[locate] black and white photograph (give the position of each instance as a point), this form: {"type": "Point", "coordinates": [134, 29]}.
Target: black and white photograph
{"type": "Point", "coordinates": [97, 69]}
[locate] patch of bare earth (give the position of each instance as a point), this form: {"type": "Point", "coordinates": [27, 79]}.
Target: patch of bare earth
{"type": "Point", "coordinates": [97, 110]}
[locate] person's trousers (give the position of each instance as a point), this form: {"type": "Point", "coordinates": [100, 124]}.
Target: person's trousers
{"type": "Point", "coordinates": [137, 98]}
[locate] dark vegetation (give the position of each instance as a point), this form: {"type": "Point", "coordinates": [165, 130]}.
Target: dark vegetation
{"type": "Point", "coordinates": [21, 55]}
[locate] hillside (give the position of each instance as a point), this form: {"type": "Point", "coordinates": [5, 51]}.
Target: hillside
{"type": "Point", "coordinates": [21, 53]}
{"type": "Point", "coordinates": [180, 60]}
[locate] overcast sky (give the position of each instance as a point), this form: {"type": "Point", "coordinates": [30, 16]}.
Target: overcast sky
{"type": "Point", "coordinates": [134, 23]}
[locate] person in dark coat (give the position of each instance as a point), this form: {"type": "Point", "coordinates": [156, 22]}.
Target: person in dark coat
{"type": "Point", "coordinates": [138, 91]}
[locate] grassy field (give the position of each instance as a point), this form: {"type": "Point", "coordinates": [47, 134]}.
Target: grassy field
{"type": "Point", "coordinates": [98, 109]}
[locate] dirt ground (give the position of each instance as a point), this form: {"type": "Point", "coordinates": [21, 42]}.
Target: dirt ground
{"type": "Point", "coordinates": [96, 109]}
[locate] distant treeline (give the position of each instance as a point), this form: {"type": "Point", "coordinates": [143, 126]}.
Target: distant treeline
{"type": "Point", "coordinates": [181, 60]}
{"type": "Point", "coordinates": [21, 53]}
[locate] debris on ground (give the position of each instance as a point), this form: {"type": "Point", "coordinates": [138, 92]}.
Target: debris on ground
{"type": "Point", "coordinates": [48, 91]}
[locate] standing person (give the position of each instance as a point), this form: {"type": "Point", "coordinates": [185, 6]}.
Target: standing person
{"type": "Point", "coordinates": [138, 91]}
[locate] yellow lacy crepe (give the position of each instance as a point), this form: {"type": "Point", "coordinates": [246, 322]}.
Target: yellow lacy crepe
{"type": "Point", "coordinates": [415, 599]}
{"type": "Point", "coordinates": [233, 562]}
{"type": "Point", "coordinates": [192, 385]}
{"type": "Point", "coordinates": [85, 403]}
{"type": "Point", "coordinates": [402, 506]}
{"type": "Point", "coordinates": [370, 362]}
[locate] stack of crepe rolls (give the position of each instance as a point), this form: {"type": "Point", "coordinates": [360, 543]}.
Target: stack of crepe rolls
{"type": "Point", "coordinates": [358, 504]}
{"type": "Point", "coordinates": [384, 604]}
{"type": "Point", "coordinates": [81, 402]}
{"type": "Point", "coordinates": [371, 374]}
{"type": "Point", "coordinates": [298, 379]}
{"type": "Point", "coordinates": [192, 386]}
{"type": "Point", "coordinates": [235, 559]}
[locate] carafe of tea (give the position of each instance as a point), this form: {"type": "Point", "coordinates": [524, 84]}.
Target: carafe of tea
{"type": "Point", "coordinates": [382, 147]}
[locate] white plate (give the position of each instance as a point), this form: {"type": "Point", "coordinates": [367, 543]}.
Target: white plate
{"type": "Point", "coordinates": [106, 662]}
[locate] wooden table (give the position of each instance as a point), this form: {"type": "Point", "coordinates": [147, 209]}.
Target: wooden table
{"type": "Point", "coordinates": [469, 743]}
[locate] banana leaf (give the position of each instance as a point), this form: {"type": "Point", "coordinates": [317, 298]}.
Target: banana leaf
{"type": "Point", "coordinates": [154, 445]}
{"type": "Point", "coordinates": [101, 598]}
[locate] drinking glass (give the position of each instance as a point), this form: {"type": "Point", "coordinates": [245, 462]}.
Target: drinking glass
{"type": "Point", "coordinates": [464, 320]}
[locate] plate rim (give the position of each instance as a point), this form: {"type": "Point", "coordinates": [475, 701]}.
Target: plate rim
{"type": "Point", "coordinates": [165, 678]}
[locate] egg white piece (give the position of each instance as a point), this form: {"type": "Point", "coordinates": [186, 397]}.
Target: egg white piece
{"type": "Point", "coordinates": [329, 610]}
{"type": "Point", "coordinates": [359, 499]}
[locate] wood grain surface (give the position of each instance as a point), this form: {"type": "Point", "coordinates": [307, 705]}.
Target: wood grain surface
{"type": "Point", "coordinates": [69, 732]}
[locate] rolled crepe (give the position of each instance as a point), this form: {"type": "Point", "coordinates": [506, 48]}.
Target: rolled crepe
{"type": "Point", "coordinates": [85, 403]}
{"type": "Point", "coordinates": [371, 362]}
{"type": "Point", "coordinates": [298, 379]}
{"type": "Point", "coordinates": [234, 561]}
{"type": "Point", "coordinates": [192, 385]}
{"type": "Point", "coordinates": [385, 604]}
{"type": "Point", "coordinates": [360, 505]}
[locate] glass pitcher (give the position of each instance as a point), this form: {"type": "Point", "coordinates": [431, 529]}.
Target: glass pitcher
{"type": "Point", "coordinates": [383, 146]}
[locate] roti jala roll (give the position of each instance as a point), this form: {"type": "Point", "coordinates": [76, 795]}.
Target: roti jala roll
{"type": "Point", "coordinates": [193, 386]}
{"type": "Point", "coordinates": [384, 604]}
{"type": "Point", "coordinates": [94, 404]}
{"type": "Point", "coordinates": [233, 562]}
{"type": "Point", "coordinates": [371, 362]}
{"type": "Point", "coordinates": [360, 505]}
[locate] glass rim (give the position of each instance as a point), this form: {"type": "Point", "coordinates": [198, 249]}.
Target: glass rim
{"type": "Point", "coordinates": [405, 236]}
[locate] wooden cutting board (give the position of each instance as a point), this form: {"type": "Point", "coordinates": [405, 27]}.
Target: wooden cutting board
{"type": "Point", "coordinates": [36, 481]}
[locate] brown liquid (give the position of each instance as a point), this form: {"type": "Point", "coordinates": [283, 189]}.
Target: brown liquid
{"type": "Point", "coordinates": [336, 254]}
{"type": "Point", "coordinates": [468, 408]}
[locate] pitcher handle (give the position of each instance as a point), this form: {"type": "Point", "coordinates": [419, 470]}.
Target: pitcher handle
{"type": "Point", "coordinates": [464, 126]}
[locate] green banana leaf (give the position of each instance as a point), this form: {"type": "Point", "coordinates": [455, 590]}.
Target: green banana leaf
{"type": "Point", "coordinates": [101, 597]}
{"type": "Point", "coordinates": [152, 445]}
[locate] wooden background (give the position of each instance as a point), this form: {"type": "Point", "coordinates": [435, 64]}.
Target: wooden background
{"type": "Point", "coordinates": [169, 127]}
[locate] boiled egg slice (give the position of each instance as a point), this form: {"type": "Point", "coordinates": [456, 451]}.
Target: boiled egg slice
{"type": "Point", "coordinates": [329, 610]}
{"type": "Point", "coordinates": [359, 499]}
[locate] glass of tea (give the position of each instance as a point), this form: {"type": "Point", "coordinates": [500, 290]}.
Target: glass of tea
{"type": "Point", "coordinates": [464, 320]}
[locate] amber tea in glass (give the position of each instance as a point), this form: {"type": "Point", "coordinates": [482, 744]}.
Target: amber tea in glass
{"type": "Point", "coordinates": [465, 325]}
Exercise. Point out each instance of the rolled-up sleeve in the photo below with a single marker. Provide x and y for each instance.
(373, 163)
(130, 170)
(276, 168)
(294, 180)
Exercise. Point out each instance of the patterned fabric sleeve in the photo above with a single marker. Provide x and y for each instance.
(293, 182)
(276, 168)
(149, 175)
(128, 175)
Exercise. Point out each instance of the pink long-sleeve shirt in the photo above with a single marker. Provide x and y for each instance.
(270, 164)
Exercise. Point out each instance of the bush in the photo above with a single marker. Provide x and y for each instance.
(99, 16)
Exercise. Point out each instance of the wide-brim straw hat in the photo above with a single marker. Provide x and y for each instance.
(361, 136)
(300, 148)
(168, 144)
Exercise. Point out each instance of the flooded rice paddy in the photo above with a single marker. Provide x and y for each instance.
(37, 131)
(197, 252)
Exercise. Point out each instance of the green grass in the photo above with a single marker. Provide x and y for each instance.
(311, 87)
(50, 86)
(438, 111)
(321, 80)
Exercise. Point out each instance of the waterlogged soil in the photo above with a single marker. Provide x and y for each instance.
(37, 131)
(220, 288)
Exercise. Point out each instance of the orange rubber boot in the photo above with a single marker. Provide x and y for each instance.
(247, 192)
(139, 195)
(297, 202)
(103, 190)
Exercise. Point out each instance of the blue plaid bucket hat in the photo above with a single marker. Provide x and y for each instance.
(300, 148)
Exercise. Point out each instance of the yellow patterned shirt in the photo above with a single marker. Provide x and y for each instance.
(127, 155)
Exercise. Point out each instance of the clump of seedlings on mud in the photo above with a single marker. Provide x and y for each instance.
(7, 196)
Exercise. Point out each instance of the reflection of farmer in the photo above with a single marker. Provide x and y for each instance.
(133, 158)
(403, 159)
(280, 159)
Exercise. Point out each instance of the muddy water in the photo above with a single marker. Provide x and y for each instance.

# [What the task asks]
Give as a numbered list every line from the one containing "Exercise. Point out each instance of the yellow" through the last line of the items, counting both ends and skipping any blank lines.

# [Task output]
1. Exercise. Point out each instance of the yellow patterned shirt in the photo above with a single marker. Provide x and y for each instance.
2. (127, 155)
3. Exercise. Point out each instance of the clump of seedlings on mud in the photo above with a single marker. Provide x and y for each instance.
4. (7, 196)
5. Exercise. Point out each instance of the reflection of farmer in the photo above with a single marker. Provide x and y for each instance.
6. (133, 158)
7. (403, 159)
8. (280, 159)
9. Exercise. Point out each instance of the muddy water in the photo above with a single marker. Provide x and y for each instance.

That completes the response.